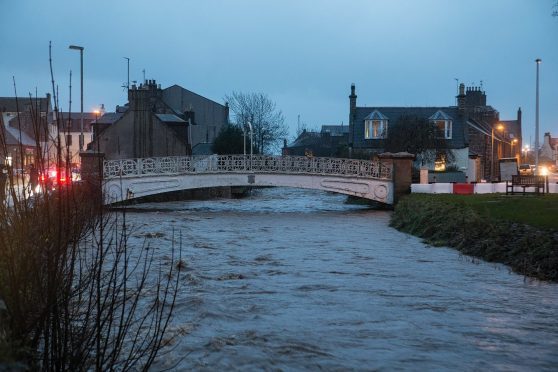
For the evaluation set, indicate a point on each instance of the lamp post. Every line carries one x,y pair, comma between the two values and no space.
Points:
525,153
513,142
251,144
538,62
75,47
498,127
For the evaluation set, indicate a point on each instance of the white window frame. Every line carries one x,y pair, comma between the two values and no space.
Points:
448,128
375,129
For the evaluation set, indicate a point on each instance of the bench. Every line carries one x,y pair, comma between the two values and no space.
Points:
524,181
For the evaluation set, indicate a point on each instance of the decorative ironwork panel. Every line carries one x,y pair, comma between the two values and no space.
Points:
246,163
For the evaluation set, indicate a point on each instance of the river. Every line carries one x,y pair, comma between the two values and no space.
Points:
290,279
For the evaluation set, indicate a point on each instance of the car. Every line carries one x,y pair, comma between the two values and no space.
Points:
525,169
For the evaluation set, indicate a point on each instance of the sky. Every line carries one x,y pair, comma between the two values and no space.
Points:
304,54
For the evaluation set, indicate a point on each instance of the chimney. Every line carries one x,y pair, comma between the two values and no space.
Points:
352,114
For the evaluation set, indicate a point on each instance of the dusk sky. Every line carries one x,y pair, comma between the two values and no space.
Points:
304,54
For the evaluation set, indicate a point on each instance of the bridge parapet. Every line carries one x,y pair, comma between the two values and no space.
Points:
242,164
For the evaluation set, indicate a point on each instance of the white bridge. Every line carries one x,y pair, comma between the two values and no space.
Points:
133,178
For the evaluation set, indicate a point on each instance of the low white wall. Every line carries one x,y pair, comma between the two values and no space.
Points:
480,188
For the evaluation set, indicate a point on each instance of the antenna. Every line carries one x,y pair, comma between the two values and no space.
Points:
457,89
128,81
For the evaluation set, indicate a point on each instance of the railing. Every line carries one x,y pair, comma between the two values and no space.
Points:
241,164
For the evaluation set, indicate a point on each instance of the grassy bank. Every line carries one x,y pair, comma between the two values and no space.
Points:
519,231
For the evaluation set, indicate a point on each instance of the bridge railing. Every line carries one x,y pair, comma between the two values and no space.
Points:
241,164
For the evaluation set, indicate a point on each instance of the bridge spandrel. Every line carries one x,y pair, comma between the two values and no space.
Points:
148,176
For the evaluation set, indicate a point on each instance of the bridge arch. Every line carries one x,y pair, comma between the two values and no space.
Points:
132,178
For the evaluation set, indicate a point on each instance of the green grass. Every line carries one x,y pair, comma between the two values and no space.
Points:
534,210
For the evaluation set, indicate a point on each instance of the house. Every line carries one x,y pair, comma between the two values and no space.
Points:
549,150
468,129
25,129
70,131
158,122
329,142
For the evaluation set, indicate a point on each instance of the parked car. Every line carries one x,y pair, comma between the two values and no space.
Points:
526,169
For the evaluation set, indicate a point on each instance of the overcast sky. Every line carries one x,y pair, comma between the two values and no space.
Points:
303,53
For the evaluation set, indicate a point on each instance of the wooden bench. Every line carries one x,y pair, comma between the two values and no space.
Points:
524,181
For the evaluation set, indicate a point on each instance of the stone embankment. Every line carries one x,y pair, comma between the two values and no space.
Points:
527,250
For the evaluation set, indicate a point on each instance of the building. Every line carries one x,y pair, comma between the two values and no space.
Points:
470,131
26,130
329,142
549,150
158,122
70,131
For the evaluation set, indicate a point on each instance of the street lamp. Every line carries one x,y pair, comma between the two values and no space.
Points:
538,62
525,153
75,47
251,144
513,142
499,127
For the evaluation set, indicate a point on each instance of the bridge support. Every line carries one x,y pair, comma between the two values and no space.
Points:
92,167
402,163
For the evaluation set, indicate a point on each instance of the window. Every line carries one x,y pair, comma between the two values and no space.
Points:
375,126
444,128
444,124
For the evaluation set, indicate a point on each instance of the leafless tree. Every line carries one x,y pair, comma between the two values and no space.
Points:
73,295
267,121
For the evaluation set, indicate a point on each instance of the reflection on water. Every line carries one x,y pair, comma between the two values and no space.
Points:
296,279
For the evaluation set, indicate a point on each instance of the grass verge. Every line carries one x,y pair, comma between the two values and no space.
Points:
521,232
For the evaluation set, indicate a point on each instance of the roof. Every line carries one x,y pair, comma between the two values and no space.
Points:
13,136
12,104
169,118
109,117
168,89
394,113
335,130
203,149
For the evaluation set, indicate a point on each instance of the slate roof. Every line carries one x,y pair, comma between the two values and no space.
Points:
109,117
169,118
13,136
335,130
394,113
10,104
203,149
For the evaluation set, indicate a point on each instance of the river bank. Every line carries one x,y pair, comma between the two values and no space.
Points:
492,228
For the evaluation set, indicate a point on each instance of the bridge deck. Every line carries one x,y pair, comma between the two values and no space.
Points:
242,164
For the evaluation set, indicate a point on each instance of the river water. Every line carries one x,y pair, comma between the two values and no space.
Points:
292,279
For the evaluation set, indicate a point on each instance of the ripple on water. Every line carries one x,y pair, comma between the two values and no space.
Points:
298,280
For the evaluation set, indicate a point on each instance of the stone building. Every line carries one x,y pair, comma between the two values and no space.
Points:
468,130
158,122
329,142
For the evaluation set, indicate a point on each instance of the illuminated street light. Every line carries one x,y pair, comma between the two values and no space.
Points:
538,62
75,47
499,127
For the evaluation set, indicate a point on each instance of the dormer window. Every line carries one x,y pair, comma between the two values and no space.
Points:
443,123
375,125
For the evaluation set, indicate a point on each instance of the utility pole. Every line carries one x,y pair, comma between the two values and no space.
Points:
128,81
80,48
538,62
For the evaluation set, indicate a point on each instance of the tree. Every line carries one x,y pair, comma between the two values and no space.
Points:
418,136
268,123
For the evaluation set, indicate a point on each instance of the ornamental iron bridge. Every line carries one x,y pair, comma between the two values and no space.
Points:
127,179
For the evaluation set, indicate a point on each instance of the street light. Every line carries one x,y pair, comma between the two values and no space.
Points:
513,142
499,127
75,47
525,153
251,144
538,62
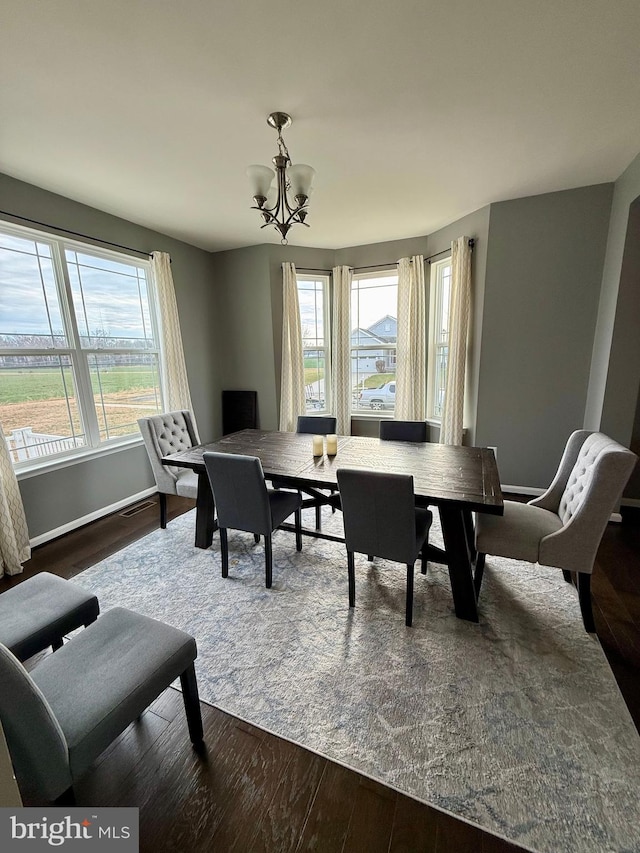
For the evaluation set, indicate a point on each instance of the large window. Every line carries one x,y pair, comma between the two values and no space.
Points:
374,311
313,298
440,294
79,353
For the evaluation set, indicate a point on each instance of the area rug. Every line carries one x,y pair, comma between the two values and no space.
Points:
515,724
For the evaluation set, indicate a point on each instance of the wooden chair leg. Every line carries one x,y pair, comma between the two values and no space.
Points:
584,597
224,548
298,524
163,509
351,568
409,610
479,573
268,561
191,700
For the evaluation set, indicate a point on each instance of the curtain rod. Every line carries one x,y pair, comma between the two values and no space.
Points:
75,233
389,263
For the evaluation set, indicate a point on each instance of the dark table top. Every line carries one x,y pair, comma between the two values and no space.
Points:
467,476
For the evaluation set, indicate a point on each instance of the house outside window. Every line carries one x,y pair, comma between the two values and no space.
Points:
313,299
79,346
438,346
374,308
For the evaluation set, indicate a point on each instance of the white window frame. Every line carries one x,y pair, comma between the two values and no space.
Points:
325,279
80,356
362,348
436,346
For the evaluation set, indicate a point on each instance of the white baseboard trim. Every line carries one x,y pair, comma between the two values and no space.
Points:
92,516
522,490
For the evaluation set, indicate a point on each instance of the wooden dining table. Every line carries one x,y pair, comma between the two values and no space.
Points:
457,480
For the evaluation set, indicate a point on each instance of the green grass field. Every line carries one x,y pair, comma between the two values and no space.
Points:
44,383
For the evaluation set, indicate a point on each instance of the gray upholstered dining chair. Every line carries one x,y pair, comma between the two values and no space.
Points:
163,435
243,502
415,431
381,520
61,715
41,610
564,526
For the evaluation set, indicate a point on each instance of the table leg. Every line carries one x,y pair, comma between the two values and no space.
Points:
206,524
457,531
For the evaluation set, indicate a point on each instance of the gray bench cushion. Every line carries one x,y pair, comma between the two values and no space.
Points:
127,660
39,611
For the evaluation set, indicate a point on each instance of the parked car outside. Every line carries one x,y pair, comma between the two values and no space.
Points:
383,397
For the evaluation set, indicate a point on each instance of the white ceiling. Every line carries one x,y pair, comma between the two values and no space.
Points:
413,112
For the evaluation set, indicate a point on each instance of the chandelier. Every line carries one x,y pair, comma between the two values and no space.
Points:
285,202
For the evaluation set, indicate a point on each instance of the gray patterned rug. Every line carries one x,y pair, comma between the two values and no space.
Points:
515,723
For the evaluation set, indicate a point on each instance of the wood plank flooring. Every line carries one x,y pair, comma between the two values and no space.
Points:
252,791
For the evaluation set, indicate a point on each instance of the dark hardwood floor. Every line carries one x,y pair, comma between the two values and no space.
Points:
252,791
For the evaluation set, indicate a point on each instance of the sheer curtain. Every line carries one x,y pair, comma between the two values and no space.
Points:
14,535
292,399
453,408
341,349
411,379
175,383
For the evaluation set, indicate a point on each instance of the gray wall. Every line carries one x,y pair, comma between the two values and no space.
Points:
542,285
60,497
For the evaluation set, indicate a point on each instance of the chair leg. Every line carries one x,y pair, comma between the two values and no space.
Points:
584,597
163,509
409,614
479,573
298,522
224,548
66,798
268,561
191,700
351,567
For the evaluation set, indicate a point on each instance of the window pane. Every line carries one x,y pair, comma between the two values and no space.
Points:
374,301
38,406
311,299
125,388
30,314
111,301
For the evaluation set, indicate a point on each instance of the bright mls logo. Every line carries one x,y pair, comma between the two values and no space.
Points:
72,829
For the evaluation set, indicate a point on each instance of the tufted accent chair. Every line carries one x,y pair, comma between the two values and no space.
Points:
564,526
165,434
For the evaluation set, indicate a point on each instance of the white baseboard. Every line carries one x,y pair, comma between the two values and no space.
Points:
92,516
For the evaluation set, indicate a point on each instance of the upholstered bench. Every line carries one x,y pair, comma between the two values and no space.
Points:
39,611
60,716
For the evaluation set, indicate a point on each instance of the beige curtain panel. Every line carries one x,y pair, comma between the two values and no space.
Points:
175,382
453,409
14,534
341,349
292,399
411,381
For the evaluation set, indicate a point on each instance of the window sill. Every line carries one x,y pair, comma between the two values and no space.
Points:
35,468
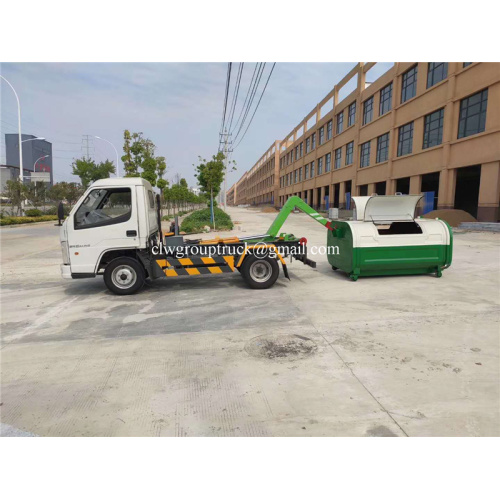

▶ **Instructions to follow**: Return the rows unchanged, starting at the line that contains "the window pane." and ending at the last of the rows, with both ends included. Leave the pictures out of your answer.

▶ **Complete answer**:
For the evaluation set, indicate a point on each instance of the window pane. Every line carries one x,y pair, comma between the two values and no space.
Points:
374,301
38,406
311,299
125,388
30,314
111,301
For the evaluation set, indicate a point on each instance of the bright mls logo. Every line carries one x,y pair, comma between the two values and no space.
Points:
72,829
For the evaluation set, indicate a point on each instance of the tufted accent chair. Every line carries one x,y pair, comma between the two values and no space.
Points:
564,526
165,434
For the evaluation set, indicate a point on each instance of the white baseboard. Every line carries one x,y pair, comma between the two values and no space.
Points:
92,516
For the evaluation set, indicate a point on each instance of the upholstered bench. Every line carries one x,y pair, comma between the two values and no space.
Points:
39,611
60,716
For the evaluation set, indicate a point on each instance of the beige curtain panel. Every line carries one x,y pair, comma between the two values and no space.
Points:
175,382
453,409
14,534
341,349
292,399
411,381
For the evaluation set, indicate a point on each instance of the window sill. Every line carries one x,y pair, comma between the two values and no space.
Points:
35,468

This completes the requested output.